Work task » Please continue the passage on waste discharges to the Kitimat River and Kitimat Arm, picking up right after its final sentence.

Extracted text »
┄┄┄┄┄┄┄┄┄┄

There are two major point discharges to the Kitimat River downstream from the highway bridge. The District of Kitimat discharges secondary treated effluent from a municipal sewage treatment plant, under Waste Management Permit number PE 256, about 4 km downstream for the highway bridge (the locations of the waste discharge are denoted on Figure 2 by their permit numbers). This discharge is the source of relatively minor amounts of BOD5, fecal contamination, ammonia, phosphorus and dissolved solids. About 1 km further downstream, the Eurocan Pulp and Paper Company discharges secondary-treated effluent from a 943 t/d unbleached kraft pulp and paper mill, under Waste Management permit number PE 292. The major contaminants in this discharge include BOD5, color, suspended solids, turbidity, resin acids, mercaptans, tannin and lignin, heat, acids and alkalies.

Diffuse sources of effluent to Kitimat Arm are primarily refuse dumps which generate leachate. The District of Kitimat Landfill, Waste Management permit number PR 3608, is adjacent to Hirsch Creek. Eurocan Pulp and Paper Company, Waste Management permit number PR 1650, has one old and one new waste dump which leach into Beaver Creek. This creek does not flow directly into the Kitimat River, but flows throughout the estuary and into Kitimat Arm. Dissolved oxygen decreases and BOD5, dissolved and suspended solids and turbidity increase substantially at a site downstream from the waste dumps on Beaver Creek, as compared to an upstream control site. The landfill leachates, while significant to Beaver Creek, are only about 10 percent of the total Eurocan discharge.

┄┄┄┄┄┄┄┄┄┄

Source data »
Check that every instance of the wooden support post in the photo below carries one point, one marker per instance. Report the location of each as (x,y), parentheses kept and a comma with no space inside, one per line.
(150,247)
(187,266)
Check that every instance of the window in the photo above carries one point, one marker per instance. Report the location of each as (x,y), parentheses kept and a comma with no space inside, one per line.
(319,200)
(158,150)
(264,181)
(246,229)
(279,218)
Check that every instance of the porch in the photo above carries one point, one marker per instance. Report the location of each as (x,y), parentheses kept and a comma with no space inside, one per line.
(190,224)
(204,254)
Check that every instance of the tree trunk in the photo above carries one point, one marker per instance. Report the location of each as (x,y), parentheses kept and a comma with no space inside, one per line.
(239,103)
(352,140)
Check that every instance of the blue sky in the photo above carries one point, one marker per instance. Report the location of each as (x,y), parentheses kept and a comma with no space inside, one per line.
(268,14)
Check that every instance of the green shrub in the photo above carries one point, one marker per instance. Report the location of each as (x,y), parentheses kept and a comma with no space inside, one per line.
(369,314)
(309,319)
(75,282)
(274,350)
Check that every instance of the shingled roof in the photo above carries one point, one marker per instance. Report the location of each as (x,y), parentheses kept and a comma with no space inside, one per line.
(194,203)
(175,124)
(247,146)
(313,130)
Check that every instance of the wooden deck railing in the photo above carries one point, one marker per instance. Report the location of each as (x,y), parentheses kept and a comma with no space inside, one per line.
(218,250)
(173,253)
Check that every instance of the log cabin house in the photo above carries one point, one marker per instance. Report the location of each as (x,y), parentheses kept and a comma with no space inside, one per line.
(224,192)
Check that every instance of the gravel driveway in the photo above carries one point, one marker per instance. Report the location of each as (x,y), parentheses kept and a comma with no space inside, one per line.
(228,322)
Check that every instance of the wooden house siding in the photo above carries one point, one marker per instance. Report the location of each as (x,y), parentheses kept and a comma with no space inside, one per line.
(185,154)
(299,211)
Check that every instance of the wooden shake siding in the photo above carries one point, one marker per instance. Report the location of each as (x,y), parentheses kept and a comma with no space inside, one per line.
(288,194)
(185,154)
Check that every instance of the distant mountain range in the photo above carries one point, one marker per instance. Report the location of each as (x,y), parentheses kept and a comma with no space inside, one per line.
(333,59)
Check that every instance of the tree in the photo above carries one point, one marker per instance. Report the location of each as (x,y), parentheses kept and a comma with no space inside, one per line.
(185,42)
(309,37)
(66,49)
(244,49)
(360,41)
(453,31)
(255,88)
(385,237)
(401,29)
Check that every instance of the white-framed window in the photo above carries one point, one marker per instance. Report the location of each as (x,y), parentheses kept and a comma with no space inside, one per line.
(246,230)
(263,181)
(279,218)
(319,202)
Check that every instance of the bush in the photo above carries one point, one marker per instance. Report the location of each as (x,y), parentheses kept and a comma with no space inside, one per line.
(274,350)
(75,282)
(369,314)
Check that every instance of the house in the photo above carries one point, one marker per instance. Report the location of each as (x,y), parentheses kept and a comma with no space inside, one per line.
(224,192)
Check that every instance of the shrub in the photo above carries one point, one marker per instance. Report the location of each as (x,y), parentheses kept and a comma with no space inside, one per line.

┄┄┄┄┄┄┄┄┄┄

Result »
The Alcan Aluminum Smelter, which has a production capacity of 300,000 tonnes per year, is a large complex located in the estuary. It discharges three major effluents under Waste Management permit number PE 1494 and has three landfills under Permit 2527.

Effluent Permit 1494(01) is produced by wet scrubbers, cooling water and Smelter A runoff. It contains between 60 and 97 percent of all the iron, fluoride, aluminum and cyanide discharged by the plant and overflows from settling ponds, via a ditch, to Kitimat Arm.

The second most important source of contaminants from the plant is of diffuse origin. Contaminants probably come from fugitive dust and airborne emissions, although the actual source is not documented. These contaminants enter Moore Creek, a tributary to Beaver Creek which flows through the estuary into Kitimat Arm. They constitute between 2 and 30 percent of iron, fluoride and aluminum discharged.

Effluent PE 1494(03) is the third most important source of contaminants. It comes from cooling water and Smelter B runoff and is discharged to Moore Creek. The effluent contains between 1 and 6 percent of the iron, fluoride, aluminum and cyanide discharged.

The fourth most important source of contaminants is effluent PE 1494(02), containing 0.3 to 0.9 percent of iron, fluoride and aluminum. It comes from cooling water and coke runoff and is discharged directly to Kitimat Arm via an outfall pipe.

Solid waste landfills PR 2527(01) and 2527(03) produce leachates that are diverted by ditches to the settling ponds receiving effluent PE 1494(01). Materials in landfill PR 2527(01) contribute significantly to the cyanide and fluoride in the pond overflow. The third landfill, PR 2527(02), is for inert industrial refuse. It contributes seepage to Moore Creek but does not affect water quality.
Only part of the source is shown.